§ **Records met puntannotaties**
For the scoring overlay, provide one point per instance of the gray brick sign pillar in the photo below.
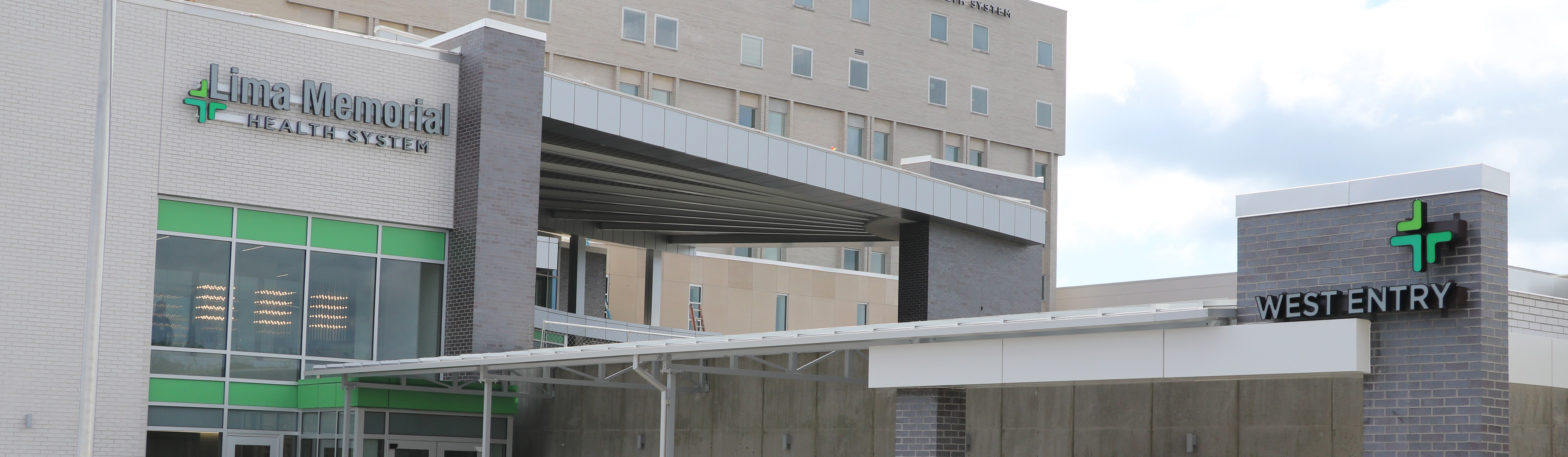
(496, 213)
(949, 273)
(930, 423)
(1440, 381)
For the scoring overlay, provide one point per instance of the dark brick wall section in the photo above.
(1001, 185)
(490, 289)
(1438, 384)
(597, 286)
(930, 423)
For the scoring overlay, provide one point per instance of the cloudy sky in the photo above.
(1178, 105)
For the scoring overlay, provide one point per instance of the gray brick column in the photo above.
(1438, 383)
(949, 273)
(930, 423)
(496, 213)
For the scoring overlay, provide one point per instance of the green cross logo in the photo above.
(1426, 238)
(205, 109)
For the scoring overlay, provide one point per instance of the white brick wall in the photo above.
(159, 149)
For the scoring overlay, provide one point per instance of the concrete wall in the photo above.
(750, 415)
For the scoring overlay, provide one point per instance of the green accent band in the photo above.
(1415, 245)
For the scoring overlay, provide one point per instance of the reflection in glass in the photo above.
(410, 309)
(269, 292)
(190, 293)
(342, 306)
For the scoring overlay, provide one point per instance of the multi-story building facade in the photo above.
(976, 87)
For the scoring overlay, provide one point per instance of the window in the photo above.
(860, 74)
(854, 138)
(938, 91)
(752, 51)
(979, 99)
(780, 312)
(802, 65)
(634, 26)
(695, 315)
(538, 10)
(749, 116)
(777, 124)
(667, 32)
(938, 27)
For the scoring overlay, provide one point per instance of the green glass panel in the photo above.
(415, 243)
(195, 218)
(275, 228)
(186, 390)
(344, 235)
(264, 395)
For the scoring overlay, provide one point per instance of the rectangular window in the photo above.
(938, 27)
(860, 74)
(190, 293)
(802, 62)
(538, 10)
(341, 306)
(938, 91)
(410, 323)
(667, 32)
(695, 314)
(272, 368)
(777, 123)
(780, 312)
(861, 10)
(269, 299)
(854, 138)
(187, 364)
(634, 26)
(752, 51)
(979, 99)
(749, 116)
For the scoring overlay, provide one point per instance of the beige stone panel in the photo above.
(584, 71)
(818, 126)
(708, 101)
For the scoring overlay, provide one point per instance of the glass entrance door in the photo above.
(252, 447)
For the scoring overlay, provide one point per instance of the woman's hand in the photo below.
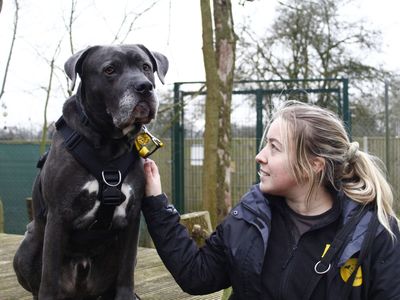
(152, 176)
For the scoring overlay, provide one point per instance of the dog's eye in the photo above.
(109, 70)
(146, 68)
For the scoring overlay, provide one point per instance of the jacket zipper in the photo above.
(286, 267)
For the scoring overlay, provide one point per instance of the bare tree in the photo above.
(48, 90)
(219, 47)
(308, 39)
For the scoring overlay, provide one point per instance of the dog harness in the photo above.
(109, 174)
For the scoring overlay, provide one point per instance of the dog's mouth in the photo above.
(130, 116)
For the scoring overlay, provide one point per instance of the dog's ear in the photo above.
(160, 62)
(73, 65)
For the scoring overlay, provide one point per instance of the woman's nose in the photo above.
(261, 157)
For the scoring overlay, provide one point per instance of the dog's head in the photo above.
(117, 84)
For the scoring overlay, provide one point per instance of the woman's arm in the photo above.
(196, 270)
(385, 269)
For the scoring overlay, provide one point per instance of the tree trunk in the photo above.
(219, 65)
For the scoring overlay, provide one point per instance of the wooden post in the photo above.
(1, 217)
(29, 208)
(198, 225)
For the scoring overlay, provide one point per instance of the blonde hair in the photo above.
(317, 132)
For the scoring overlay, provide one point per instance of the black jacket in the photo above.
(235, 253)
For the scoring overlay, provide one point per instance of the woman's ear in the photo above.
(318, 164)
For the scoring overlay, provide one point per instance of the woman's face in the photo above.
(276, 177)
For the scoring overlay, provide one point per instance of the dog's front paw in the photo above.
(125, 293)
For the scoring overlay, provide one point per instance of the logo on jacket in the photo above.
(348, 268)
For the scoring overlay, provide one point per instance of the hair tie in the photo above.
(352, 152)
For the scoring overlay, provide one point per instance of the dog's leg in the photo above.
(127, 261)
(27, 260)
(53, 246)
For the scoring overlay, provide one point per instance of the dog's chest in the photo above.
(89, 194)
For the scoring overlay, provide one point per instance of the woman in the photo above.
(322, 210)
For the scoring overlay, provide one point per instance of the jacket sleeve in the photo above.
(196, 270)
(385, 269)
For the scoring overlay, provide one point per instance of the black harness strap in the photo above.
(324, 265)
(110, 174)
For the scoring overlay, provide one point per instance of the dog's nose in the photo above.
(143, 87)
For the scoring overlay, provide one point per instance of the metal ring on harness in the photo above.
(111, 184)
(321, 272)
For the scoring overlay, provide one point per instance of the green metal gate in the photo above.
(180, 139)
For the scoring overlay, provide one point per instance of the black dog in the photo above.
(83, 240)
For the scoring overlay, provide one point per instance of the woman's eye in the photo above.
(146, 68)
(109, 70)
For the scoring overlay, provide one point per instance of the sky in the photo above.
(172, 27)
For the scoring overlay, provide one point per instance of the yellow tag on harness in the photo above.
(146, 143)
(348, 268)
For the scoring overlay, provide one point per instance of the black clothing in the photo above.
(236, 254)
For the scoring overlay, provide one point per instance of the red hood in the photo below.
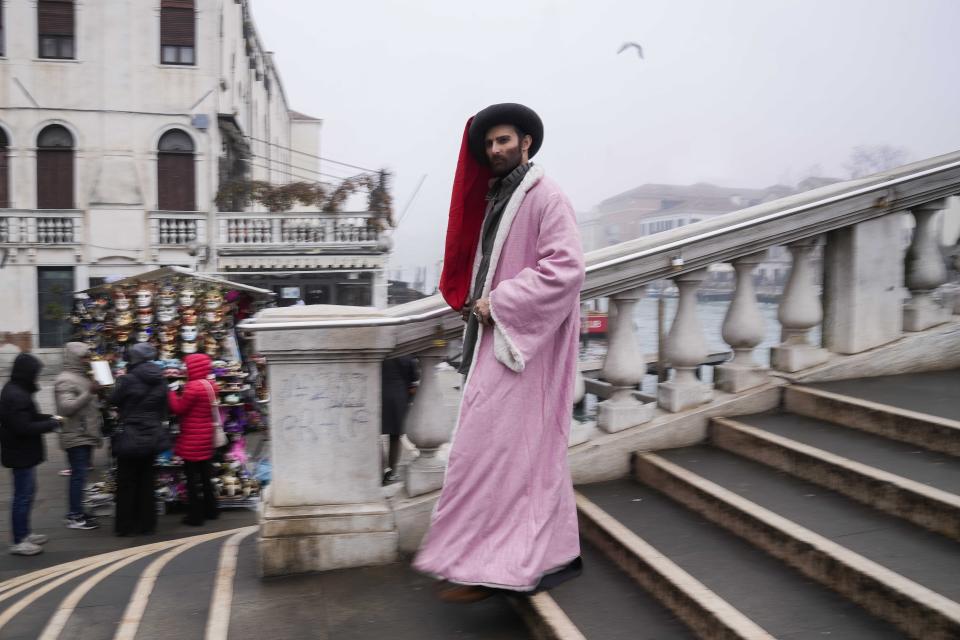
(198, 366)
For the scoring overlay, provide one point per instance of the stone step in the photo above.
(776, 598)
(893, 569)
(926, 506)
(936, 433)
(701, 609)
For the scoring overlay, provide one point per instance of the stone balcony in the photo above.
(307, 240)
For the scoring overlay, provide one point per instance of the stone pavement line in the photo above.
(59, 620)
(218, 620)
(714, 610)
(133, 614)
(33, 596)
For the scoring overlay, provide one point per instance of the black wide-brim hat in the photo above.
(505, 113)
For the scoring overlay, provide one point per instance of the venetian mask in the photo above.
(210, 346)
(166, 315)
(167, 296)
(213, 299)
(144, 298)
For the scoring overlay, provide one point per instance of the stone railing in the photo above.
(41, 227)
(325, 361)
(177, 228)
(320, 230)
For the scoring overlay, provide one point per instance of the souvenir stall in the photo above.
(182, 312)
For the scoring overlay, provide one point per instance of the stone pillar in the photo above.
(743, 330)
(925, 269)
(799, 311)
(429, 425)
(862, 281)
(686, 349)
(325, 508)
(580, 432)
(623, 367)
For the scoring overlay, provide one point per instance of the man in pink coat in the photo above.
(506, 518)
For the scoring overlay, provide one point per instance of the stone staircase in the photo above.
(837, 516)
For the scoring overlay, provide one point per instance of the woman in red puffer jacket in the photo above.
(194, 404)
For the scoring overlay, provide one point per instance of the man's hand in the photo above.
(481, 309)
(465, 310)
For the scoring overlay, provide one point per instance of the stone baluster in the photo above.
(800, 310)
(430, 424)
(743, 330)
(925, 270)
(624, 367)
(685, 349)
(580, 432)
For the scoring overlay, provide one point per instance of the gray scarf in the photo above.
(501, 189)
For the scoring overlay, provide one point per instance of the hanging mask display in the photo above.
(144, 297)
(188, 333)
(121, 302)
(213, 300)
(187, 297)
(166, 315)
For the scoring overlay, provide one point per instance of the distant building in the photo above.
(119, 124)
(654, 208)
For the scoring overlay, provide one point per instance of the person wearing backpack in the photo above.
(76, 397)
(141, 400)
(22, 449)
(195, 403)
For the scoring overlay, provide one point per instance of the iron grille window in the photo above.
(177, 32)
(55, 168)
(55, 29)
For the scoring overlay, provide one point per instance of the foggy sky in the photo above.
(743, 93)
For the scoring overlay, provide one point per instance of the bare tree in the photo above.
(868, 159)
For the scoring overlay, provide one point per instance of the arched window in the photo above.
(175, 172)
(4, 172)
(55, 168)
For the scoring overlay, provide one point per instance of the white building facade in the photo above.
(119, 122)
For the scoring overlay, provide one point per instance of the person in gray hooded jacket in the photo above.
(77, 402)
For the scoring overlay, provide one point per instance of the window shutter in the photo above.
(54, 179)
(4, 177)
(55, 17)
(177, 24)
(175, 182)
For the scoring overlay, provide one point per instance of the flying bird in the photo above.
(628, 45)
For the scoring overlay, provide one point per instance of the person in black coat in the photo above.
(21, 447)
(398, 377)
(141, 399)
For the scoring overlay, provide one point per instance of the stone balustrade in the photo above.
(857, 224)
(41, 227)
(313, 229)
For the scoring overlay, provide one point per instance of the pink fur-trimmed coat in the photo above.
(506, 515)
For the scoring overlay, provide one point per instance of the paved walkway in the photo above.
(186, 582)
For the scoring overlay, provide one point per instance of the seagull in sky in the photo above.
(631, 45)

§ **OPDRACHTDOEL**
Herhaal woordelijk de regels uit de gegevens hierboven, vanaf de regel met "white building facade in the photo above." tot en met het einde van de gegevens, beide grenzen inbegrepen.

§ **OEFENRESULTAAT**
For the scoring overlay, provide one point per instance of the white building facade in the photo above.
(119, 122)
For the scoring overlay, provide one point per instance of the person in gray hooded jacket in the photo above.
(77, 402)
For the scoring overlay, provide one point per instance of the window shutter in the photo above.
(54, 179)
(4, 177)
(55, 17)
(177, 24)
(175, 182)
For the scoring overlay, provide one point per instance of the flying bird in the photo above.
(628, 45)
For the scoring overlay, provide one point per instance of the person in black coat in the photo above.
(21, 447)
(398, 377)
(141, 399)
For the scoring overlay, provide one point per instance of the stone balustrade in the photo above.
(857, 224)
(41, 227)
(313, 229)
For the scoring overlay, provide one point per instance of the pink fur-trimmed coat in the photo above.
(506, 515)
For the scoring overlay, provide one point per instance of the paved walkway in the photo above.
(186, 582)
For the scoring overlay, provide one point per instance of the seagull in sky in the photo above.
(631, 45)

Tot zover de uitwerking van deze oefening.